Work required: Please list every book that the year-end book list names, giving each title with its author.

Page excerpt:
Happy New Year! Well, almost. I think it is kind of fitting to end the year with a list of my favourite books of the year. This was hard, because books are awesome, and ratings often arbitrary. I read 79 books this year – and it’s not humble-brag or anything; I know that many people read way more than that, but it is still quite a lot to choose just ten from. My attempt, nonetheless:
1. Eleanor & Park by Rainbow Rowell – this might be one of the purest romances I have ever read. I loved the characters who were s0 perfect in their fallibility.
2. Code Name Verity by Elizabeth Wein – I was skeptical about this book, but decided to take the plunge when I got it at a huge discount. What a fantastic friendship in this book, and one of the most unique WWII books I have ever read (yes, I just superlated unique).
3. The Immortal Life of Henrietta Lacks by Rebecca Skloot – I read a lot of non-fiction, but few are as informative and simultaneously easy-to-read as this one. It was also one of the only non-fictions ever to make me cry. I loved this one so much that after reading it at the library, I went out to buy my own copy.
4. The Handmaid’s Tale by Margaret Atwood – picked up a seriously weathered copy at the SAS library, and learned how it got so weathered. It must have been the most-read book in that library. Fantastic dystopian-feminist writing. The first non-YA dystopian I’ve ever read, I believe.

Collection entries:
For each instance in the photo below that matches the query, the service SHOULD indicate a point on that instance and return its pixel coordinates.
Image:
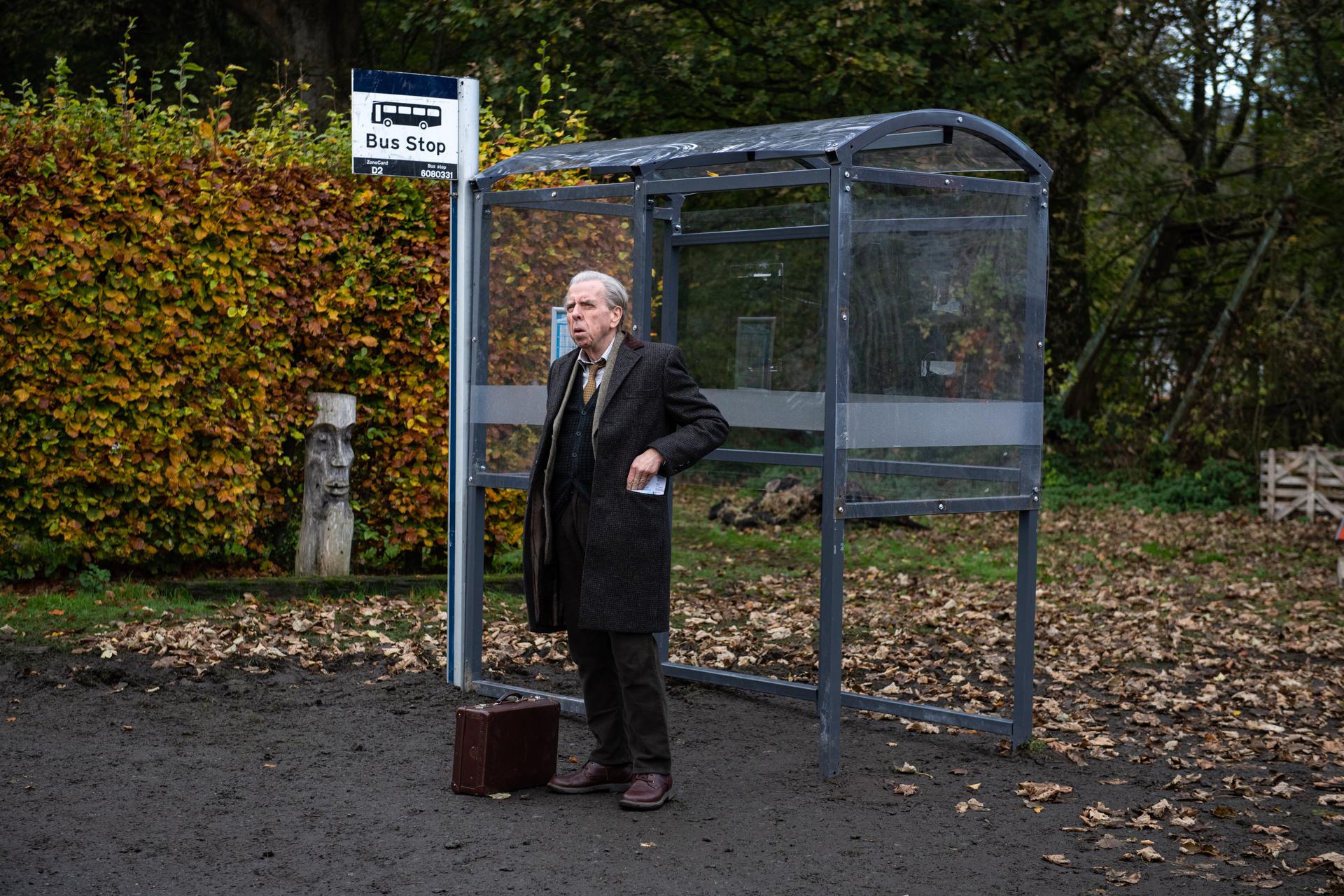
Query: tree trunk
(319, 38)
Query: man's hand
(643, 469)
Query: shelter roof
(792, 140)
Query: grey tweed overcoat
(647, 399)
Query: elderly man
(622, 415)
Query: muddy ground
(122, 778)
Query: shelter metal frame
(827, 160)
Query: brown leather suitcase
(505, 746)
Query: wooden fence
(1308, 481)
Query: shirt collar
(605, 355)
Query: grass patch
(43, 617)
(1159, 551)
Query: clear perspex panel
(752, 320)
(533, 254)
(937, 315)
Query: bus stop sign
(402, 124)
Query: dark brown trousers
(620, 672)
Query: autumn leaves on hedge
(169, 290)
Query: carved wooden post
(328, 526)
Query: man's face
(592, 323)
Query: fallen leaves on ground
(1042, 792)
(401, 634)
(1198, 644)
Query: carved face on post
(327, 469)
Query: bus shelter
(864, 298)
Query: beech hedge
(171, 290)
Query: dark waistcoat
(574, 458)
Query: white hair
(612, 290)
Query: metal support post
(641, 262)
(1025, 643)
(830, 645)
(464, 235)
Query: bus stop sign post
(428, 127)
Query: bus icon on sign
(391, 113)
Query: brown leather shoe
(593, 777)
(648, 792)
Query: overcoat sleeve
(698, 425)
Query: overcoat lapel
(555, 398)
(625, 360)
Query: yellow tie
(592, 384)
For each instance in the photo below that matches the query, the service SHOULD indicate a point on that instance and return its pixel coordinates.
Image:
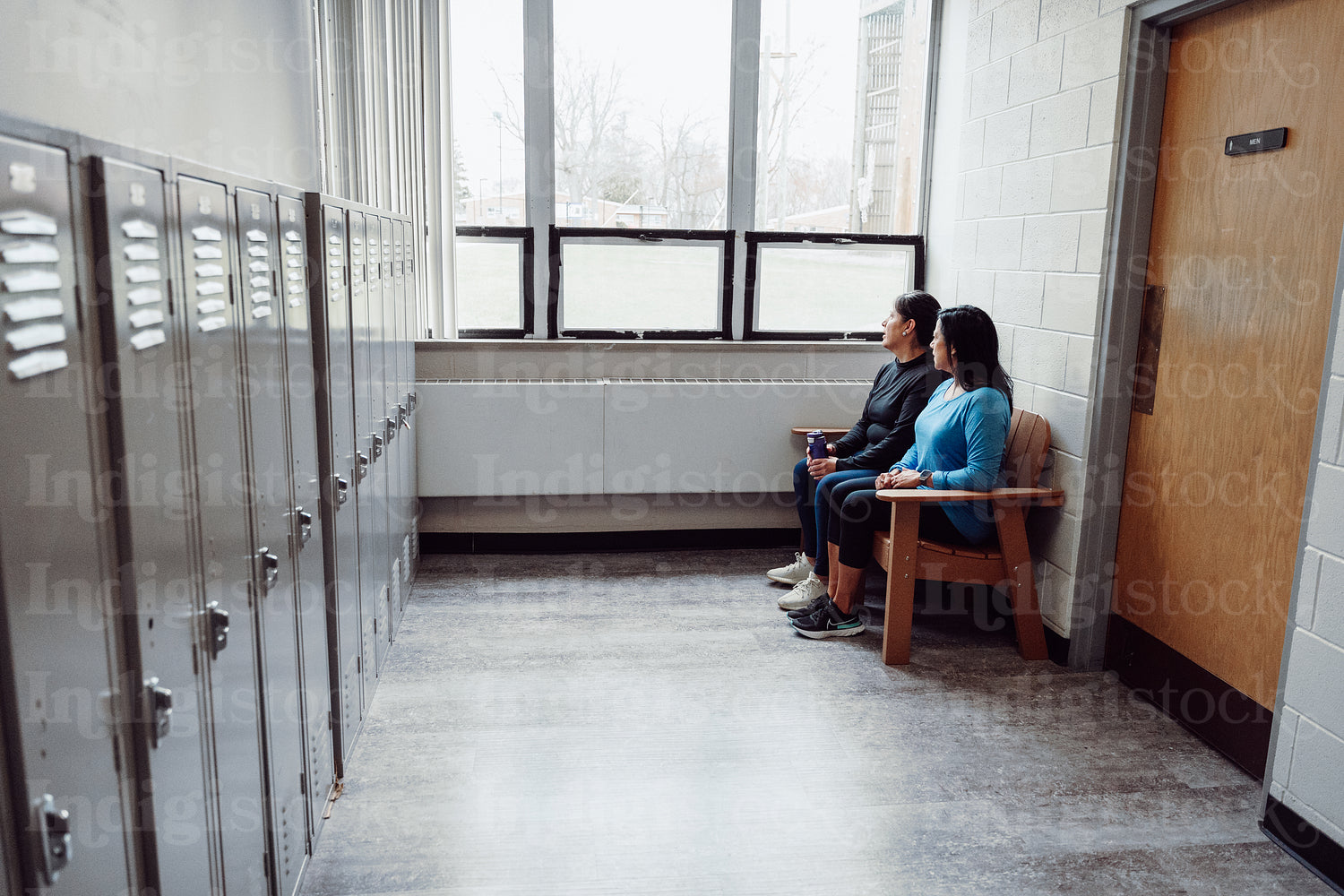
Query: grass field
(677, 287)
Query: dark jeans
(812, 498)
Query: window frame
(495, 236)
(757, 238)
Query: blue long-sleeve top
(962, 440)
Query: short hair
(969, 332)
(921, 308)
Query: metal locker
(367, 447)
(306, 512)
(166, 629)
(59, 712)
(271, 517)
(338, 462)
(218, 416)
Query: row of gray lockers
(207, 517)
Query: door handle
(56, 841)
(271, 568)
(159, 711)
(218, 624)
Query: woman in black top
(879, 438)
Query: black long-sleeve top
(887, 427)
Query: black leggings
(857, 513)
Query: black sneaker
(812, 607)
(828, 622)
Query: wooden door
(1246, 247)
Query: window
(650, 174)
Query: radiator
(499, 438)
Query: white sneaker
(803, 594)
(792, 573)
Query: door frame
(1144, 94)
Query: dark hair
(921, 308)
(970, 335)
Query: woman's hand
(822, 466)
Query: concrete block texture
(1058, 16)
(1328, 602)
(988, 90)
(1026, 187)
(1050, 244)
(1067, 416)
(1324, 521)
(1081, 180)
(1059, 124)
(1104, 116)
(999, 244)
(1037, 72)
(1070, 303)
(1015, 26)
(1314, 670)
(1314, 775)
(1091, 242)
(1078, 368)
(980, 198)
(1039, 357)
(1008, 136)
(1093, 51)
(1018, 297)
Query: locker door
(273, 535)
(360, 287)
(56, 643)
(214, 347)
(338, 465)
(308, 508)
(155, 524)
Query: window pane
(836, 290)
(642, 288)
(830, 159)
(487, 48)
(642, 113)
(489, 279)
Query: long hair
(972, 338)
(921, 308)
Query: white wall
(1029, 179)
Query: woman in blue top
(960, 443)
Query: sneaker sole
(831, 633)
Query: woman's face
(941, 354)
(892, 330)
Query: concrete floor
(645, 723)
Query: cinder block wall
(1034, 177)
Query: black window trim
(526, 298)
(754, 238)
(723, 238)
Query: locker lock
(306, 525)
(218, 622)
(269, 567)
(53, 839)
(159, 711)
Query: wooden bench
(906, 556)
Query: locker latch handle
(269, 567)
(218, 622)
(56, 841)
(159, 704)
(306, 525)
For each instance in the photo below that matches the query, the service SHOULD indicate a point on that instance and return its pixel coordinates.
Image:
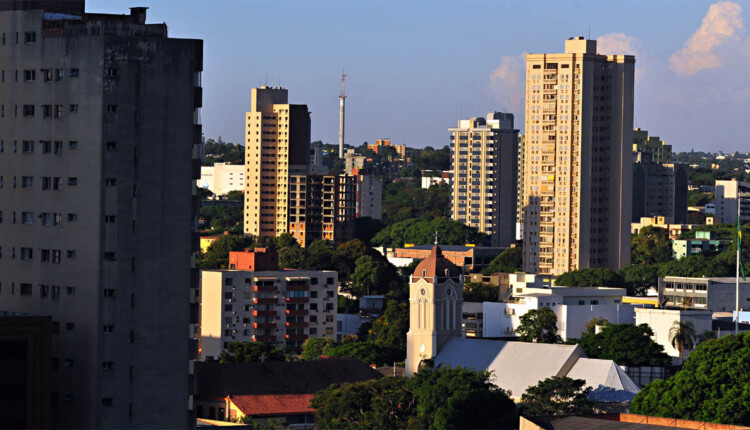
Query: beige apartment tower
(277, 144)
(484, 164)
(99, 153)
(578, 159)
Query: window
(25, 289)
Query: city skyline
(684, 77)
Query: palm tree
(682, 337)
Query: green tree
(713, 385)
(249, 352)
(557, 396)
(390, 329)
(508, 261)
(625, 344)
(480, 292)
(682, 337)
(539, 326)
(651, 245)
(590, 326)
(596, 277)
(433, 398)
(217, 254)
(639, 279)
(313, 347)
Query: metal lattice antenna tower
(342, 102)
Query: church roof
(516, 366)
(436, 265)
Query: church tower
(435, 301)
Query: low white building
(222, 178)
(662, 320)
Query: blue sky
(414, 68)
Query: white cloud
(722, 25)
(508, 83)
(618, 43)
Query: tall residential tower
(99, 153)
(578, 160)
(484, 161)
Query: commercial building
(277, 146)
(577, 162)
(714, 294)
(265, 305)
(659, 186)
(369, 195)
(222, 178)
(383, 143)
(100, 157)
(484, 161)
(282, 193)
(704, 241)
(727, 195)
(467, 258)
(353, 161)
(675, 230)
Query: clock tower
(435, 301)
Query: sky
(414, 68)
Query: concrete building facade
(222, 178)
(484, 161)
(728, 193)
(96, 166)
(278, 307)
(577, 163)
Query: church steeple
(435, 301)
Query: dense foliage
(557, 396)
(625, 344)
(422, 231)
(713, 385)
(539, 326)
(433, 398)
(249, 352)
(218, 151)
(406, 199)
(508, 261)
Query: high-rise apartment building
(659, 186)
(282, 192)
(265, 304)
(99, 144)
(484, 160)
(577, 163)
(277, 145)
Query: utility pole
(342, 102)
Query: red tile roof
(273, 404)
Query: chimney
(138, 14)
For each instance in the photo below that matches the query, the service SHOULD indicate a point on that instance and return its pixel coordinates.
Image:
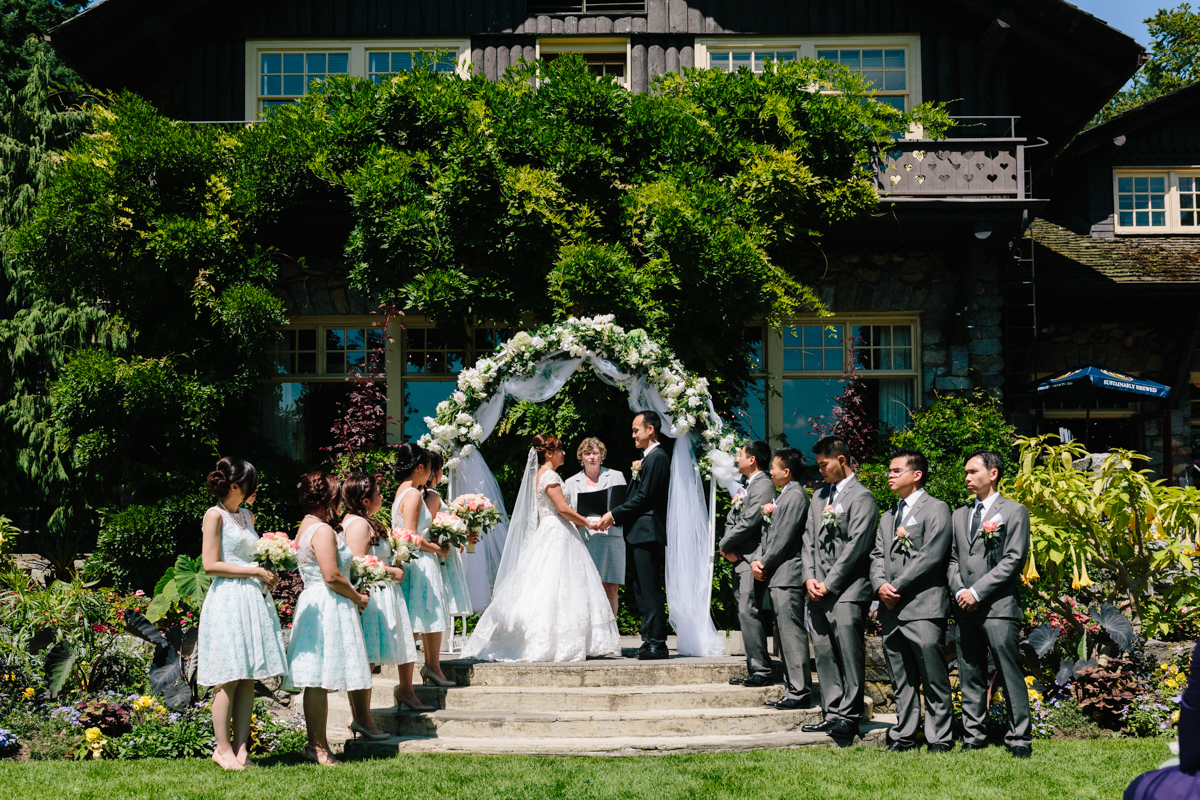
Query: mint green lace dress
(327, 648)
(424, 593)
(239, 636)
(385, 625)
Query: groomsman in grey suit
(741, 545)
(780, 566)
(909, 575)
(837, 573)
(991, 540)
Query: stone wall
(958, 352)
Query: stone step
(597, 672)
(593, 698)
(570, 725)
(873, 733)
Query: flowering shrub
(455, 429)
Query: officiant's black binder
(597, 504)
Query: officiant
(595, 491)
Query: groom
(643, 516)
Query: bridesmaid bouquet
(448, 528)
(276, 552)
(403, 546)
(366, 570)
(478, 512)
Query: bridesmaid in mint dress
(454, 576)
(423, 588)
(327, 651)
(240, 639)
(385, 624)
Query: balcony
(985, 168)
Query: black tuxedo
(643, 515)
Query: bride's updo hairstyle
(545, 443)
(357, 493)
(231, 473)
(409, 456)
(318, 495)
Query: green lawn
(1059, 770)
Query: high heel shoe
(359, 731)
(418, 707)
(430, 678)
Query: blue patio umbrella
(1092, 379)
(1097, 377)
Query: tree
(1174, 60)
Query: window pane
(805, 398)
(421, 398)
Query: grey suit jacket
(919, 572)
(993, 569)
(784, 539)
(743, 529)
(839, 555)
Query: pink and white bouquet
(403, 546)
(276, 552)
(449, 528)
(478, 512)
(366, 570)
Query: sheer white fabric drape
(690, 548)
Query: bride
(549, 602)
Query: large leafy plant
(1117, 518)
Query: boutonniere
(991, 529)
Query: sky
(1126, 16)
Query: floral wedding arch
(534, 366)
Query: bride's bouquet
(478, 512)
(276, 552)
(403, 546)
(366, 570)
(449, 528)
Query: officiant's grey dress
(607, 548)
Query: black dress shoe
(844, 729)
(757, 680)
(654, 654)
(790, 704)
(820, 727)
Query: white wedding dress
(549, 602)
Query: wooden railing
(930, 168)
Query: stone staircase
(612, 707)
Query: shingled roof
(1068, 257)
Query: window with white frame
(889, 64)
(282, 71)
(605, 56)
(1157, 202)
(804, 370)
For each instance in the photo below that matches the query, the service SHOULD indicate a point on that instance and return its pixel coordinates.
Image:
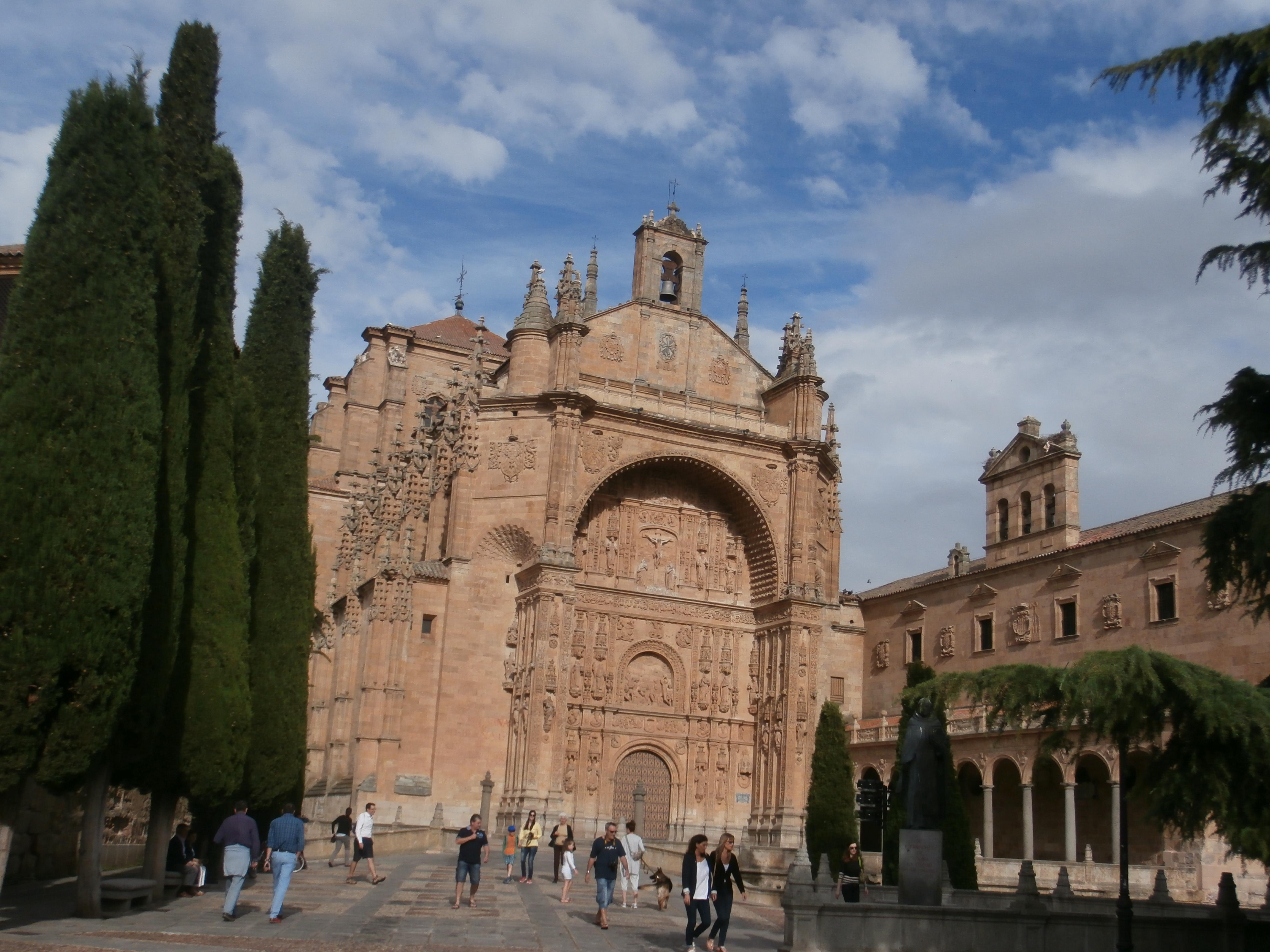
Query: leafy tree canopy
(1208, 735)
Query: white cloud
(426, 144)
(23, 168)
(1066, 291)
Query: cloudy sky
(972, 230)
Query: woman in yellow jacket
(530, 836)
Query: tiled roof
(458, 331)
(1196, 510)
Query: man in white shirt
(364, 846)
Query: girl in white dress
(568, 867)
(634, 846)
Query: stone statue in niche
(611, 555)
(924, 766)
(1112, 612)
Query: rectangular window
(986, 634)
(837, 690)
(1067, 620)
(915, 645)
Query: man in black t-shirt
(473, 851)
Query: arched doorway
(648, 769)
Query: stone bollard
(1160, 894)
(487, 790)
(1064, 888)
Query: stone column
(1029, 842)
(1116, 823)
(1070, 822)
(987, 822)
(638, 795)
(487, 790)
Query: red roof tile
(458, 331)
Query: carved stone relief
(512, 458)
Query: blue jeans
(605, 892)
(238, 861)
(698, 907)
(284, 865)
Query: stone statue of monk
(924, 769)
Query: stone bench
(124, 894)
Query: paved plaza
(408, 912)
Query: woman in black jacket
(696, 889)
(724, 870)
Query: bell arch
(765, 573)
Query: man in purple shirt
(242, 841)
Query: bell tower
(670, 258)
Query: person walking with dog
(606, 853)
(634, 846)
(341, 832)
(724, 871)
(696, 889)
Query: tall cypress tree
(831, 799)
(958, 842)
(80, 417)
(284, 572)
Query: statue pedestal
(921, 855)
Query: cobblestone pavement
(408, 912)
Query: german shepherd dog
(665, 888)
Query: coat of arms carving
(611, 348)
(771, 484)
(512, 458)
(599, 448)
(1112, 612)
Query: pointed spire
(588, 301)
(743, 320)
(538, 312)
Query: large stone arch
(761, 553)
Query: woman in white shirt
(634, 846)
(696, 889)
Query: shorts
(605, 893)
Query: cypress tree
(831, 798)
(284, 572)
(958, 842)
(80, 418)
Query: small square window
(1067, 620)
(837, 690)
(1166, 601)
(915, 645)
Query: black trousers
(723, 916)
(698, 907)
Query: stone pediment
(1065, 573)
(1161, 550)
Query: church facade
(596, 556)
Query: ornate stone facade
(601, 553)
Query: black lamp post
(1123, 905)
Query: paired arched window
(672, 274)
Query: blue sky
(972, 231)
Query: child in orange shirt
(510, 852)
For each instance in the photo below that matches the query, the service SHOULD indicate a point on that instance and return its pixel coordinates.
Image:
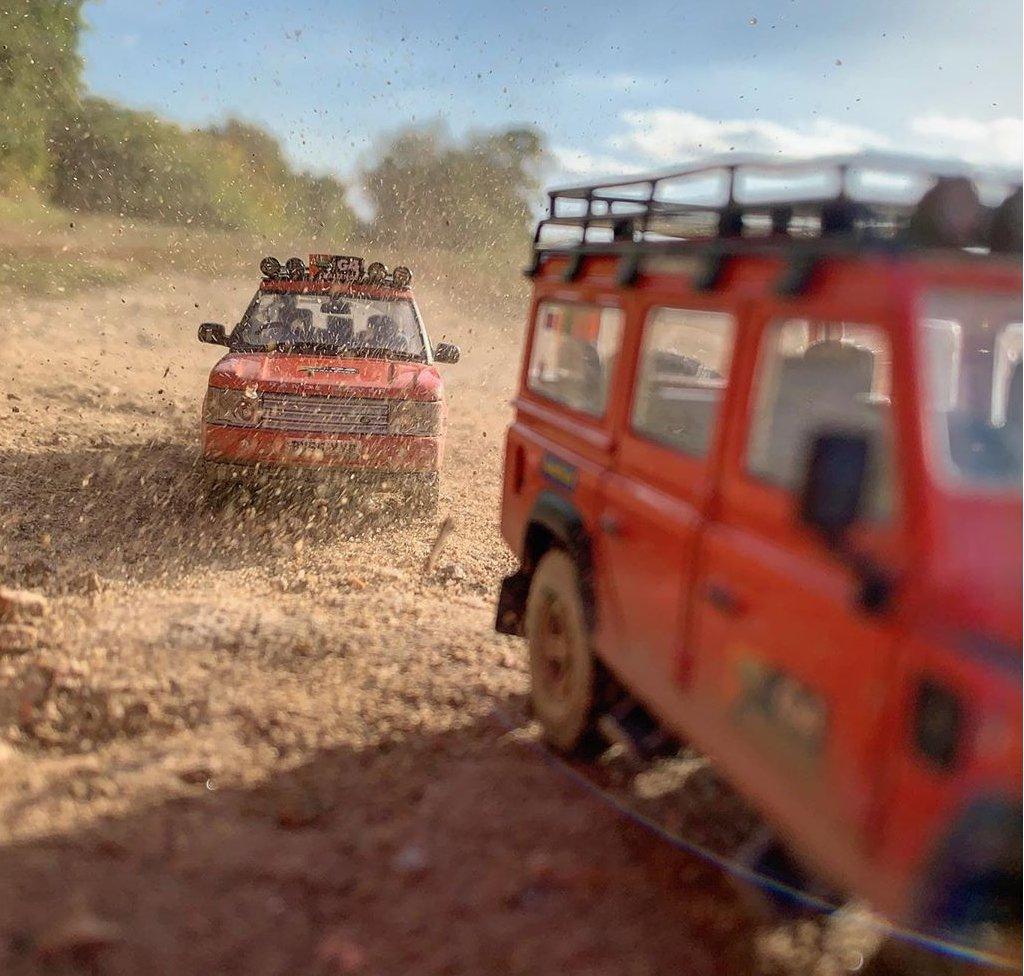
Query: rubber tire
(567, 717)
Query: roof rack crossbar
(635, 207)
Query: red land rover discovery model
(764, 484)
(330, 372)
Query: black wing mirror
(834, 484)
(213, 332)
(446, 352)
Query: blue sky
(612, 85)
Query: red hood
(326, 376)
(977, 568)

Answer to this task:
1. Eleanor & Park by Rainbow Rowell
2. Code Name Verity by Elizabeth Wein
3. The Immortal Life of Henrietta Lacks by Rebecca Skloot
4. The Handmaid’s Tale by Margaret Atwood